Supplied material below:

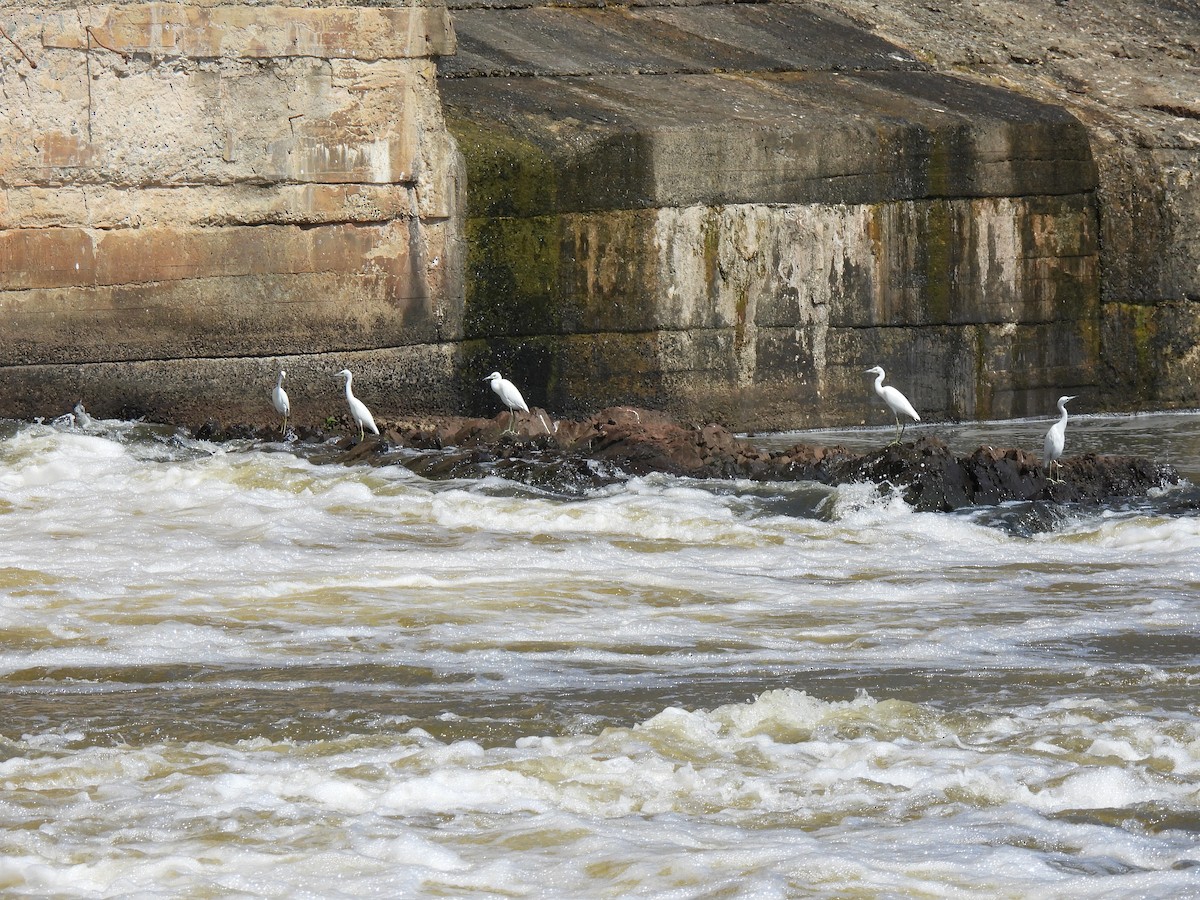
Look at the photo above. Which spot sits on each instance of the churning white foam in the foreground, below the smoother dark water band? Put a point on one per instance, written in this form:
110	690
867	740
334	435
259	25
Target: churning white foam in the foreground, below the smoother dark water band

End of Supplied material.

Find the word "dark" in the listing above. Copy each line where it appears.

Look at the photo above. Which spot sits on each instance of the churning white foam in the foreground, below the smoother dark water band? Put a point on one per instance, written in this form:
Target: churning white foam in the foreground, below the smoother dark water band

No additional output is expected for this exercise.